DIRECTIVE:
Select every line in the records below that contains the word "positive", and copy each one in full.

EXERCISE INPUTS:
========

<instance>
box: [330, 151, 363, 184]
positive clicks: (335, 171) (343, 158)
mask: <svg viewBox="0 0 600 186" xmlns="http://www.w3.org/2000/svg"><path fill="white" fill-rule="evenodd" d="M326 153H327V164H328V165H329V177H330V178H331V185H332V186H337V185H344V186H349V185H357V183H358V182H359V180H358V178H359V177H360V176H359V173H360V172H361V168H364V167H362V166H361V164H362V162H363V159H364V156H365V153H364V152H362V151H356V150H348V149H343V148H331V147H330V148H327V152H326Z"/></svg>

========

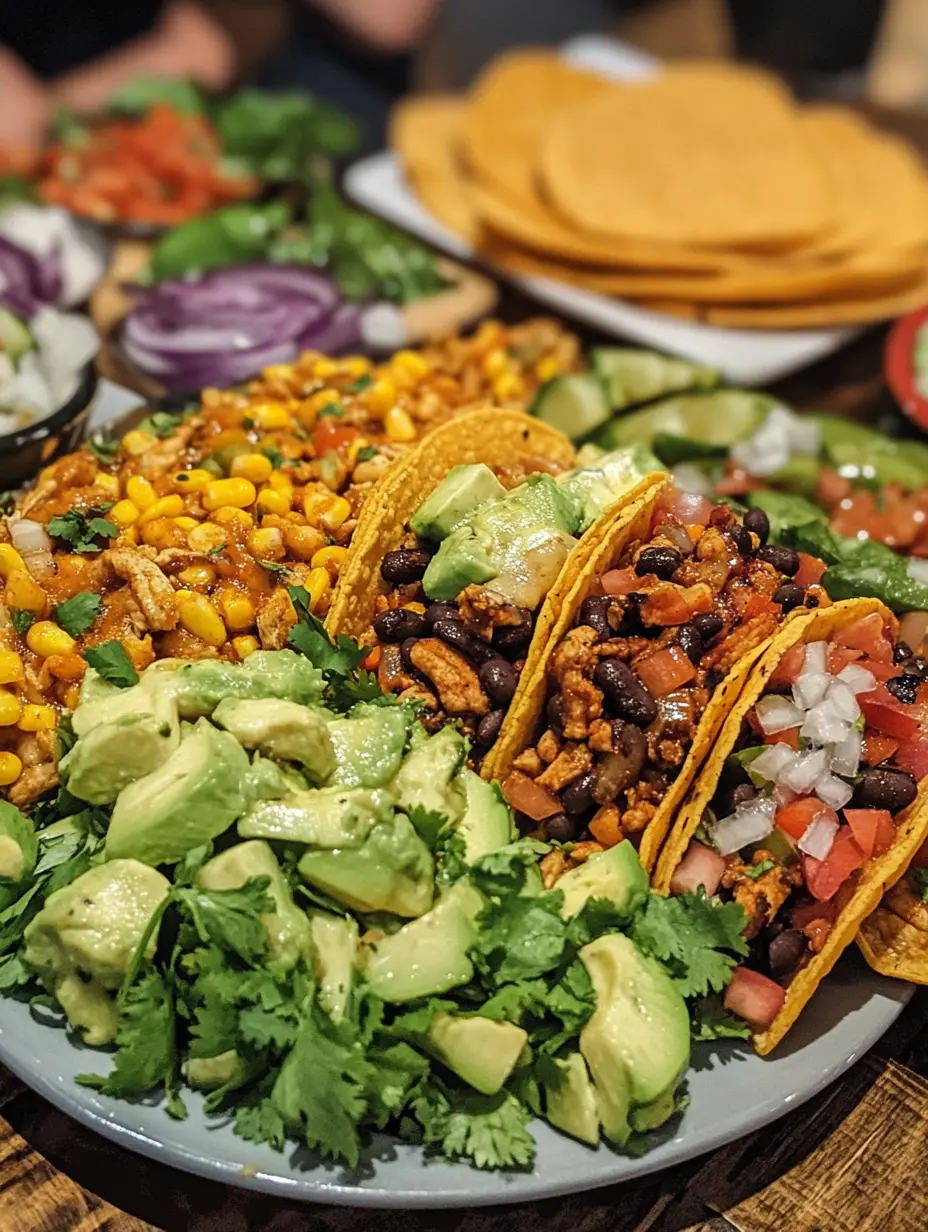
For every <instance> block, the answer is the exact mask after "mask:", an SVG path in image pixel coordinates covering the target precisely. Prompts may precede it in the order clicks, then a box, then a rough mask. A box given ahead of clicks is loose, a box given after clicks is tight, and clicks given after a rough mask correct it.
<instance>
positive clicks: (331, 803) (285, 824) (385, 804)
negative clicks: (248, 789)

========

SOLVED EXERCISE:
positive clicks: (335, 171) (343, 158)
positive clicks: (331, 803) (285, 824) (385, 804)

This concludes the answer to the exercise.